Records excerpted from a collection
----------

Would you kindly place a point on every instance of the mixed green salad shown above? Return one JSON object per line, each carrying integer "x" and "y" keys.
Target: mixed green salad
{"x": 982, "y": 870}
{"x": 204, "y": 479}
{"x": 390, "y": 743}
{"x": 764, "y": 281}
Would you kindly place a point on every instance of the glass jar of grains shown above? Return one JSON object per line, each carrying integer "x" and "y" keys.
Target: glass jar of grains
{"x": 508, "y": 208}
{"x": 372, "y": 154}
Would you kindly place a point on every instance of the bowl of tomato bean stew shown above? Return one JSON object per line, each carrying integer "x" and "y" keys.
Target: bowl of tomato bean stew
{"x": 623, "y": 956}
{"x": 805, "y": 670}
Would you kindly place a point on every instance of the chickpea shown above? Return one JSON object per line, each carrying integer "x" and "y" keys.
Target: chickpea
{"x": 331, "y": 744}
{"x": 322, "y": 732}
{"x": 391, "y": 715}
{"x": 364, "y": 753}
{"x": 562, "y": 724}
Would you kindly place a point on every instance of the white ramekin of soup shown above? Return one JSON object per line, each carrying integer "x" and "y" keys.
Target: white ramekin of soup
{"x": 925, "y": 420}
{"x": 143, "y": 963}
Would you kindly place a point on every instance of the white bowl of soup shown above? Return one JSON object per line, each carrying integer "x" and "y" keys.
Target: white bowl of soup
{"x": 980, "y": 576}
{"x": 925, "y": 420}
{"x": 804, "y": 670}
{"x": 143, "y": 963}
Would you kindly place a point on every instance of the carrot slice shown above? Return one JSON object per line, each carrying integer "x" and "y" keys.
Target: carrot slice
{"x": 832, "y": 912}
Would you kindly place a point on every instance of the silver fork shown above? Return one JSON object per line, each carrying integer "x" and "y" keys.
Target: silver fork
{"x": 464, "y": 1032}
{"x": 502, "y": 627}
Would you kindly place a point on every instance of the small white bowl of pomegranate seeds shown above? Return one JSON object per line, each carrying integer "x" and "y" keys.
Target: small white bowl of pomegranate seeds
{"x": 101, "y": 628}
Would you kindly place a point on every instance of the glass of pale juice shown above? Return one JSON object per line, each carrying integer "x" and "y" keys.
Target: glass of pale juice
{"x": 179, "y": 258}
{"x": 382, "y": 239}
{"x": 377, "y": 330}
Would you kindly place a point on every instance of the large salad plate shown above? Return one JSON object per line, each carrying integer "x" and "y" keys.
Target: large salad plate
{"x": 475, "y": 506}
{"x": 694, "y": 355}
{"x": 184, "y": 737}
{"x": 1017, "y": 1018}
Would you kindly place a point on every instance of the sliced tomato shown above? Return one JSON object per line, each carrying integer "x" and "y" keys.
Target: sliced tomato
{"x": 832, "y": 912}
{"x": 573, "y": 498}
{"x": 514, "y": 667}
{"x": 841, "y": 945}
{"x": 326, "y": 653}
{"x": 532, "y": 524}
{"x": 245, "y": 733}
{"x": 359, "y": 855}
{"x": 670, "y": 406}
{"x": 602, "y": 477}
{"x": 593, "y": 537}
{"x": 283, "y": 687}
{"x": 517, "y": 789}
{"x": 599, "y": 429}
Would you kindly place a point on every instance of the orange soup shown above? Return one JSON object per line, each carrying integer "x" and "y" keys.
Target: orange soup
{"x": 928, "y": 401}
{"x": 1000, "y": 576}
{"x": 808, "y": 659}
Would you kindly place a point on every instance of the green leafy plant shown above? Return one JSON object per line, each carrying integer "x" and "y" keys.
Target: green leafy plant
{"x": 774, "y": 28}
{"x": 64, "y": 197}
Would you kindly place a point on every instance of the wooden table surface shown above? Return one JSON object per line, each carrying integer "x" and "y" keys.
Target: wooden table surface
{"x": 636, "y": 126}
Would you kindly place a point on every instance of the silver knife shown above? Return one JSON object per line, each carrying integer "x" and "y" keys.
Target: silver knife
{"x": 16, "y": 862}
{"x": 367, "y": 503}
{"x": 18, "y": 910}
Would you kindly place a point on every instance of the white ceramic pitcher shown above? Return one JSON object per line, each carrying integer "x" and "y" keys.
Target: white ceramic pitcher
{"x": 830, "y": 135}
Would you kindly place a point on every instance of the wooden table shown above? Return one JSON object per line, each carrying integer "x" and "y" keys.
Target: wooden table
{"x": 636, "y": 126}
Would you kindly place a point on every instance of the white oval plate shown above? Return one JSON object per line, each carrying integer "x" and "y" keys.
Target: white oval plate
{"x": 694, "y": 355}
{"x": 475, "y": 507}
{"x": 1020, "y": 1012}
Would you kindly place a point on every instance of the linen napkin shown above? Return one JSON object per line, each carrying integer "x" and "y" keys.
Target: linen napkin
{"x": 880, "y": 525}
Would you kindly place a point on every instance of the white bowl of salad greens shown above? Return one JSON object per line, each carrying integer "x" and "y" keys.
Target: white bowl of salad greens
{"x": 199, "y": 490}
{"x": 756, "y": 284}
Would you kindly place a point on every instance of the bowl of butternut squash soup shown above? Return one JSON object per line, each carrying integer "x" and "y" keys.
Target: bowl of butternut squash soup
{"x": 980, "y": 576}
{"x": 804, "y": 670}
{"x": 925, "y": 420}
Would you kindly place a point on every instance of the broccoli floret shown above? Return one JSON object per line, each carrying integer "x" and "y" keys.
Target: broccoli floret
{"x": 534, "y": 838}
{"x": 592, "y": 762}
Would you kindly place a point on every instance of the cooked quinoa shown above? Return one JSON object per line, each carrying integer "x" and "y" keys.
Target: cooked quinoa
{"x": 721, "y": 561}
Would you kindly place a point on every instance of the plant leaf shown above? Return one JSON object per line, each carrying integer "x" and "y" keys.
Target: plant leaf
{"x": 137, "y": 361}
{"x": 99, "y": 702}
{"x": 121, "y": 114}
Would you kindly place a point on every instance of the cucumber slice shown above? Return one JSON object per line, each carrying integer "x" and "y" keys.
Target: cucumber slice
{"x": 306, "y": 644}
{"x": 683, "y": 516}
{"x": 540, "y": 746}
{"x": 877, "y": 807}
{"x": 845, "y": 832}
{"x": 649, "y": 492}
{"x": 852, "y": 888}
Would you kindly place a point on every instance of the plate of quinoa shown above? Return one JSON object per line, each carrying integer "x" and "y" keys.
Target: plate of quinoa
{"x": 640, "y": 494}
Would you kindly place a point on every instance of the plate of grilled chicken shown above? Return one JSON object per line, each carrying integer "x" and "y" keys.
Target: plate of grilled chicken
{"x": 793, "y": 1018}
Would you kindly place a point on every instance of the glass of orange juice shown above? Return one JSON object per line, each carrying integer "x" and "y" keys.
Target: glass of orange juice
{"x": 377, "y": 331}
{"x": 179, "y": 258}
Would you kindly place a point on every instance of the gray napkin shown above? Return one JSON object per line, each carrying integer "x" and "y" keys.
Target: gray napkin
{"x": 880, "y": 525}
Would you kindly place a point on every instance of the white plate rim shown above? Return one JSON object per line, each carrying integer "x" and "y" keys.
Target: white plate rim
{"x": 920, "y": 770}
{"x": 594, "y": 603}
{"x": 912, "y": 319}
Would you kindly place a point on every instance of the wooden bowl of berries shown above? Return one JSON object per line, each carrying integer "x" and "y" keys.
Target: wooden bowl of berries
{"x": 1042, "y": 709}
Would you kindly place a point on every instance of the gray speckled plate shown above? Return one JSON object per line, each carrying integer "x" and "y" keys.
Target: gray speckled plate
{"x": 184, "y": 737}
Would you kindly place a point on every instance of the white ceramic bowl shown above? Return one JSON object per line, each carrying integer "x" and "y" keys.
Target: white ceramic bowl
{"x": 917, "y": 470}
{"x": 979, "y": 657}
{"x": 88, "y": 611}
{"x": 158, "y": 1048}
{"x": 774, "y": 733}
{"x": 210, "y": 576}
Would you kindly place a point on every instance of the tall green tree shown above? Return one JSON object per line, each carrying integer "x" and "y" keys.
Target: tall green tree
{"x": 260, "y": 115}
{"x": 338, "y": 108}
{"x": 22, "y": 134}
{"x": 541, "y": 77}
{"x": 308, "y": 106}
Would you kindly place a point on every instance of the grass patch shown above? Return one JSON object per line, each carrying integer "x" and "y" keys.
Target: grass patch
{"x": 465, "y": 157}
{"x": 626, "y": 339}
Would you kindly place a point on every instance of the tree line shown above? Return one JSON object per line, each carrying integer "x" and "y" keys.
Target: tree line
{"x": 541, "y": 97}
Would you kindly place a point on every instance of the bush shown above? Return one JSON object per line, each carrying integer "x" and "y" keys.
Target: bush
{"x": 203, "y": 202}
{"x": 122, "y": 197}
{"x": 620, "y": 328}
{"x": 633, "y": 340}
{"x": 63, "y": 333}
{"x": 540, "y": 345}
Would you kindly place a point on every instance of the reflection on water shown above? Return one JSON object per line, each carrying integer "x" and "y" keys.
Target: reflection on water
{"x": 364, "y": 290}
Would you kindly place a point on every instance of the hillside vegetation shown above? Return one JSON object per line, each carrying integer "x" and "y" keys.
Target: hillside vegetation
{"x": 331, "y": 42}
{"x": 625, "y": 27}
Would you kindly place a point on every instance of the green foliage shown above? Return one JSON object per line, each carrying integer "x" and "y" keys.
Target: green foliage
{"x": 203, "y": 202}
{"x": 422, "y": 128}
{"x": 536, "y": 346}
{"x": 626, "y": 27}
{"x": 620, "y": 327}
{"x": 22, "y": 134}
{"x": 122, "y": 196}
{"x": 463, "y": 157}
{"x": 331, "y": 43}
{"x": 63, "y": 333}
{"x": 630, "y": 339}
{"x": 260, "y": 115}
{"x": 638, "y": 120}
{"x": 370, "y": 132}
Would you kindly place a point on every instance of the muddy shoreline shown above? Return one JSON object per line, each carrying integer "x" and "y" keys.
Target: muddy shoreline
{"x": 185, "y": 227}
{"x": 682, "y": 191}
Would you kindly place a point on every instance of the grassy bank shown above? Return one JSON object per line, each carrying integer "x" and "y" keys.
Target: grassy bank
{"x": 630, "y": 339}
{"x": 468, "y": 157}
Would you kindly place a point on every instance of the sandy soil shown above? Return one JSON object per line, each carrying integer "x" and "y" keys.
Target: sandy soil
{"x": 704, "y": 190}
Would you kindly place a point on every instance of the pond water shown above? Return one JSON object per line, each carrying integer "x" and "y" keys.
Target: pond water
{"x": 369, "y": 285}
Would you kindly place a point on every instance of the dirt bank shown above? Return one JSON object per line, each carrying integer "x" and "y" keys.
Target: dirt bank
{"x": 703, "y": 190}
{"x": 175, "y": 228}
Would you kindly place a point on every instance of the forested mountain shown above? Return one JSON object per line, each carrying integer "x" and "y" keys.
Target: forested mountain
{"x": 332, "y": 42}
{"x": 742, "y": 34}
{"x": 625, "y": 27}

----------

● Instructions to follow
Your task is to return, exactly and on their own, the lines from the one containing "of the grassy" through the last line of the listing.

● Exercise result
Would you kindly place a point on every instance of the grassy bank shown above? Return one JSON object per line, each carrying integer "x" and "y" keys.
Target: grassy bank
{"x": 630, "y": 339}
{"x": 468, "y": 157}
Would you kindly place a point on every instance of the sandy soil shown above? Return one JSON object per line, each carrying integer "x" and "y" keys.
Target: sandy soil
{"x": 704, "y": 190}
Would you kindly place a point on every instance of the pond water shown above? Return one JSON object per line, each carrying integer "x" and "y" keys.
Target: pond water
{"x": 369, "y": 285}
Would you kindly place a point on every instance of the dirt bank shown above? Return one JSON object per line, each carrying integer "x" and "y" keys.
Target: dirt bank
{"x": 703, "y": 190}
{"x": 175, "y": 228}
Would you kindly place a point on every instance of the forested mountain shown above? Return one JSON object per line, each carrying integer "x" and "y" keys.
Target: forested mountain
{"x": 332, "y": 42}
{"x": 742, "y": 34}
{"x": 625, "y": 27}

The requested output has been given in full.